Input data>
⟨
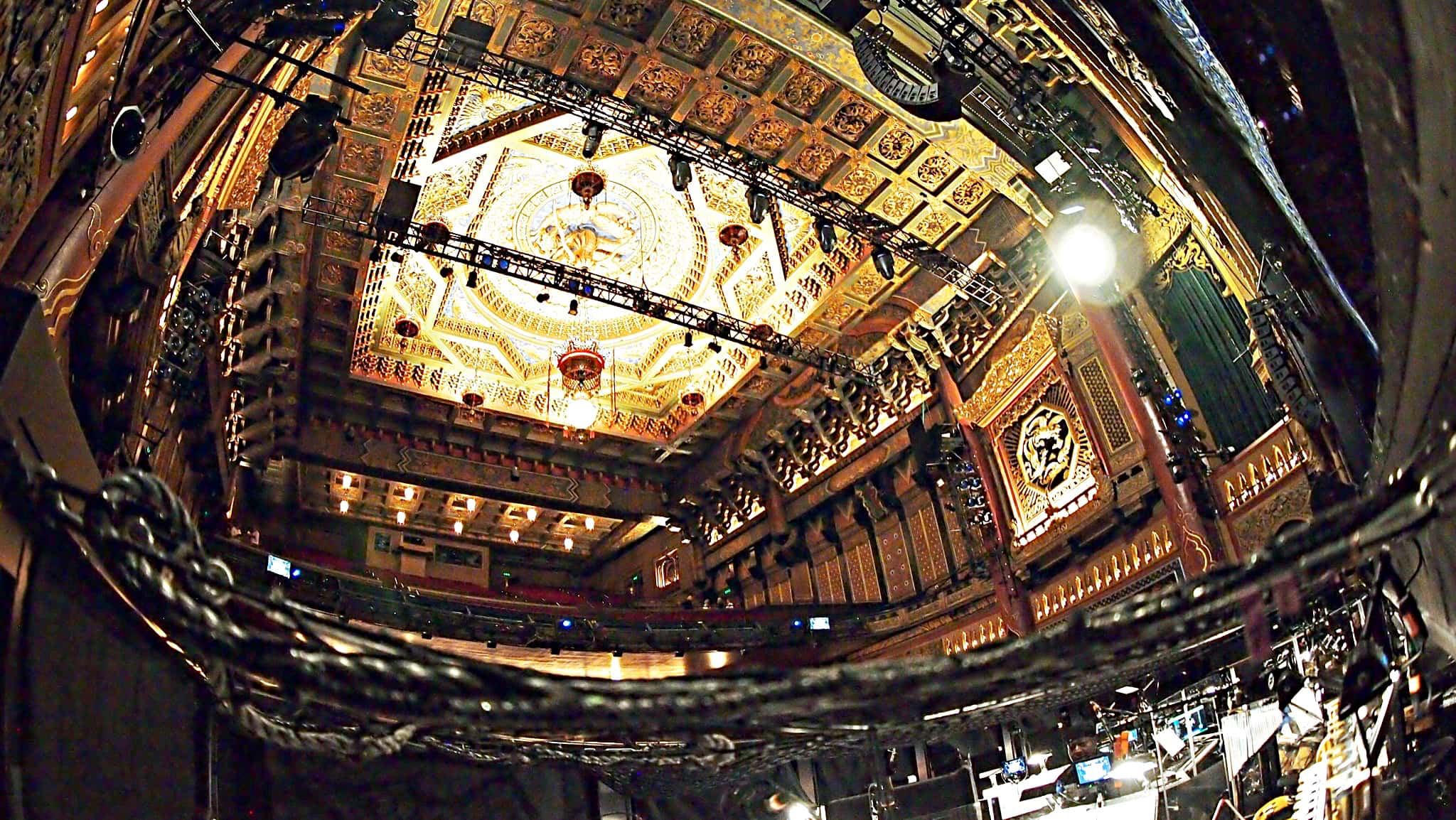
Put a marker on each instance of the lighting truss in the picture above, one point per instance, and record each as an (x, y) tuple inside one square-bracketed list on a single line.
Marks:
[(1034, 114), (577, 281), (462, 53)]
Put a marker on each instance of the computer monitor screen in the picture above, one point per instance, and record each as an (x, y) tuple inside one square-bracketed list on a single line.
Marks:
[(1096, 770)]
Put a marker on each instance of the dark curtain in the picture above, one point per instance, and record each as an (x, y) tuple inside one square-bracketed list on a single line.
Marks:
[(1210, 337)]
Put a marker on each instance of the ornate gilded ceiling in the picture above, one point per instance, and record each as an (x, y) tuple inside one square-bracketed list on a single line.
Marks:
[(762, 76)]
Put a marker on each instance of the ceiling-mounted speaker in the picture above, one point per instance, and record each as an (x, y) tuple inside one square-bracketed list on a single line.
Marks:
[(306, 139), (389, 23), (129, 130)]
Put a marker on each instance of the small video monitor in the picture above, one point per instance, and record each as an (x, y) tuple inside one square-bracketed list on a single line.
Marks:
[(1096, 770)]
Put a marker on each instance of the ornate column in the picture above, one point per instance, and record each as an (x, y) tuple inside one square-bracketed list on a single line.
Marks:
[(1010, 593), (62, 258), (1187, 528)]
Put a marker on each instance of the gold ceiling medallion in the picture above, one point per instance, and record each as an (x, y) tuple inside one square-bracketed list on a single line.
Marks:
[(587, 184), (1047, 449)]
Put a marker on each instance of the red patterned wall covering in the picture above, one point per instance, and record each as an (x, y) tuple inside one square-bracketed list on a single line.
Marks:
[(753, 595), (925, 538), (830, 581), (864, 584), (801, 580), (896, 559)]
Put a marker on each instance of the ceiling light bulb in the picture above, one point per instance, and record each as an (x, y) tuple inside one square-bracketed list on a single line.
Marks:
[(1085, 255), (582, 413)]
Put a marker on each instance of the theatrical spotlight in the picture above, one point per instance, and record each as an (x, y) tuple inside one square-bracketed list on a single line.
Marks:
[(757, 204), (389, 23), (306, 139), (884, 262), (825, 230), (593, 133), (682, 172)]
⟩
⟨
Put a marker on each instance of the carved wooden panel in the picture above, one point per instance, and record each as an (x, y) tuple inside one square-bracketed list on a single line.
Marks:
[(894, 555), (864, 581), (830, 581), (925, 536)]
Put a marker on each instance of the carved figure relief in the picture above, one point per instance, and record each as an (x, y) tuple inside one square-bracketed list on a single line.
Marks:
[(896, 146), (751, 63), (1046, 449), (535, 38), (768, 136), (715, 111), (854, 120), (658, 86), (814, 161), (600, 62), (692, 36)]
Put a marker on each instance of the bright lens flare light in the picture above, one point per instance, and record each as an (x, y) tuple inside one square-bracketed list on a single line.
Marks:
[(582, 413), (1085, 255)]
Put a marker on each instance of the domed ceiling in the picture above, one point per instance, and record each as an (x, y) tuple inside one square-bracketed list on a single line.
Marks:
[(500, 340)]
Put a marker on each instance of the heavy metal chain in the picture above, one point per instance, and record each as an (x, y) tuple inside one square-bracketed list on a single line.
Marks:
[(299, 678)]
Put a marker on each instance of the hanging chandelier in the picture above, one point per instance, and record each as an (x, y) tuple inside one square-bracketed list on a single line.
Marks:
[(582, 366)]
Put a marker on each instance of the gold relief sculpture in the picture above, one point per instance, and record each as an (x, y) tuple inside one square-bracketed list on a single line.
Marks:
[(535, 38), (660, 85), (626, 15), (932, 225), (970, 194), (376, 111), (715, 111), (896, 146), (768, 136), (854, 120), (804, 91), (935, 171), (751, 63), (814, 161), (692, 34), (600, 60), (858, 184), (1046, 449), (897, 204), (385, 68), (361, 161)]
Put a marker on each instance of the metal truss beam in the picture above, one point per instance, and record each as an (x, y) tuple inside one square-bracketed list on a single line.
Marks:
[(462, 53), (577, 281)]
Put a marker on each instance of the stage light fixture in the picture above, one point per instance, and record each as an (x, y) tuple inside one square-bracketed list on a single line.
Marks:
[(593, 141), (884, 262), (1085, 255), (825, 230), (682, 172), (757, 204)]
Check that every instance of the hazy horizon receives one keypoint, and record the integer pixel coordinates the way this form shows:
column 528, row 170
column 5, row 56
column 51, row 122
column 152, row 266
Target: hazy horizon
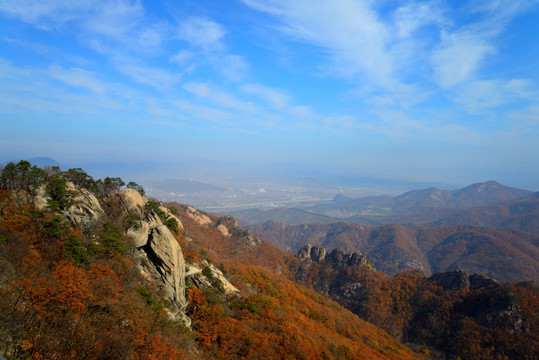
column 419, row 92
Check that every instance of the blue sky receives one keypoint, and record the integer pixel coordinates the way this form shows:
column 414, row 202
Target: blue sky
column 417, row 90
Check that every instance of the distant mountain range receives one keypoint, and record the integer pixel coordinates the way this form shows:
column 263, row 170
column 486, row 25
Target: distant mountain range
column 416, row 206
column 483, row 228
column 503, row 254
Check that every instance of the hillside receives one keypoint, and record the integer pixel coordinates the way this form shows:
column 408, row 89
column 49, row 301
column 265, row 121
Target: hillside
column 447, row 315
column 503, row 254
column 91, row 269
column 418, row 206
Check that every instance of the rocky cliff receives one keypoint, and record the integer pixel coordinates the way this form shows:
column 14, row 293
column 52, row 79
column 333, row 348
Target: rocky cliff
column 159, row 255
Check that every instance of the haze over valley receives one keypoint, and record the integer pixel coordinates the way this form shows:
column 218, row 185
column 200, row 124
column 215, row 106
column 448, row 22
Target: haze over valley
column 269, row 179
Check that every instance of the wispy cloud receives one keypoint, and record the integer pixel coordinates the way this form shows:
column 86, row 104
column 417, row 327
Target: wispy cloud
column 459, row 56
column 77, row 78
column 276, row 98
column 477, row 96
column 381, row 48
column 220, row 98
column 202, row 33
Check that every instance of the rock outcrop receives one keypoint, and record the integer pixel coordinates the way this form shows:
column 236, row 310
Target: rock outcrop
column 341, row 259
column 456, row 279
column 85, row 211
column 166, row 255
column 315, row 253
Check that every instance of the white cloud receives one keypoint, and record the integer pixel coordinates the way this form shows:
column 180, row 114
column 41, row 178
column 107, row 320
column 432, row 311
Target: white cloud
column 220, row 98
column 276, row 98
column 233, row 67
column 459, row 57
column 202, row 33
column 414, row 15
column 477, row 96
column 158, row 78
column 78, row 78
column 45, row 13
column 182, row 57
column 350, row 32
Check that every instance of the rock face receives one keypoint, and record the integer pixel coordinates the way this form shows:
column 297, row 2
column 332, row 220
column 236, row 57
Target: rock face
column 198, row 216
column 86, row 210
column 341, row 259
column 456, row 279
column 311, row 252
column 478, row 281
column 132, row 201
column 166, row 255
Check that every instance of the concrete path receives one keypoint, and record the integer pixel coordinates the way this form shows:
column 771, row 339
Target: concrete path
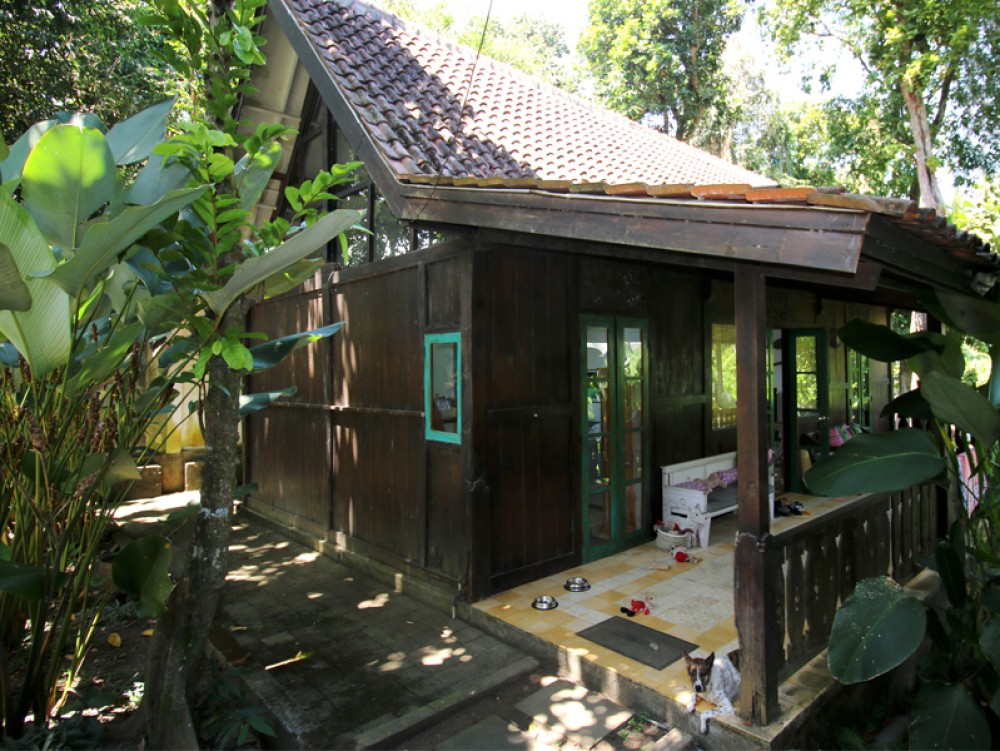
⟩
⟨
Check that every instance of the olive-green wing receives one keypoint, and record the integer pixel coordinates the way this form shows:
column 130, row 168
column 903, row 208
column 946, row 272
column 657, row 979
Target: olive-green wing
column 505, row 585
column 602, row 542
⟩
Try it> Starting at the line above that contains "Check that every instance of the rock face", write out each line exactly until the line that contains "Target: concrete path" has been written, and stop there.

Written answer>
Check that every instance of the rock face receives one keypoint, and record the integer pixel coordinates the way this form shows:
column 297, row 2
column 332, row 220
column 236, row 57
Target: rock face
column 198, row 216
column 86, row 210
column 341, row 259
column 456, row 279
column 311, row 252
column 478, row 281
column 132, row 201
column 166, row 255
Check that every instance of the concrete path receives one keypoint, and record the integer pixel coordinates the way this form shows:
column 771, row 339
Target: concrete path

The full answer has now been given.